抜粋 —
今、世界の話題は中東のIS問題とロシア/ウクライナ問題に集中していますが、もう一つ気がかりなのが、ハンガリーです。このところ現ハンガリー政権はロシア接近を強めており、国内ではメデイア規制を強めるなど反動的政策を採っています。理由はよく判らないが、このところのヨーロッパ景気の低迷で、かつてのようなヨーロッパへの期待が薄れたことや、天然ガス供給でプーチンから餌をばら撒かれたとか、そんなところではないでしょうか?
 しかしハンガリーという国は、もともと反ロ感情が強く、50年代には反ソ暴動も起こしている。宗教はカトリックでロシア正教とは犬猿の仲。従って現政権が必要以上に親ロ政策を採れば、昨年のウクライナのような反政府運動が起こり、与党政治家は国外脱出と言うことになりかねない。ただ、ウクライナと違うのは、ハンガリーはEUおよびNATOに加盟していることと、ロシアとの間にルーマニアやウクライナという緩衝地帯をもっていることである。
 だからプーチンも直ぐには手出し出来ない。何か別の手をうってくるでしょう。

出題 A — 抜粋のうち「今、世界の話題は中東のIS問」で始まり「地帯をもっていることである。」で終わる部分を、一字も変えずに書き写してください。
出題 B — 抜粋では、ハンガリーがウクライナと違う点として、どの二つの組織に加盟していることを挙げていますか?

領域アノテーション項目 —

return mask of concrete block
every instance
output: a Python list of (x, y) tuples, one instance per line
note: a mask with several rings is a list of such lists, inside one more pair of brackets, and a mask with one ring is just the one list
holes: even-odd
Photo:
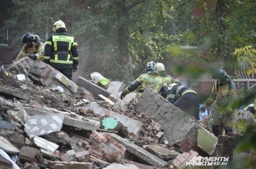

解答例 A —
今、世界の話題は中東のIS問題とロシア/ウクライナ問題に集中していますが、もう一つ気がかりなのが、ハンガリーです。このところ現ハンガリー政権はロシア接近を強めており、国内ではメデイア規制を強めるなど反動的政策を採っています。理由はよく判らないが、このところのヨーロッパ景気の低迷で、かつてのようなヨーロッパへの期待が薄れたことや、天然ガス供給でプーチンから餌をばら撒かれたとか、そんなところではないでしょうか?
 しかしハンガリーという国は、もともと反ロ感情が強く、50年代には反ソ暴動も起こしている。宗教はカトリックでロシア正教とは犬猿の仲。従って現政権が必要以上に親ロ政策を採れば、昨年のウクライナのような反政府運動が起こり、与党政治家は国外脱出と言うことになりかねない。ただ、ウクライナと違うのは、ハンガリーはEUおよびNATOに加盟していることと、ロシアとの間にルーマニアやウクライナという緩衝地帯をもっていることである。

解答例 B — EUとNATOです。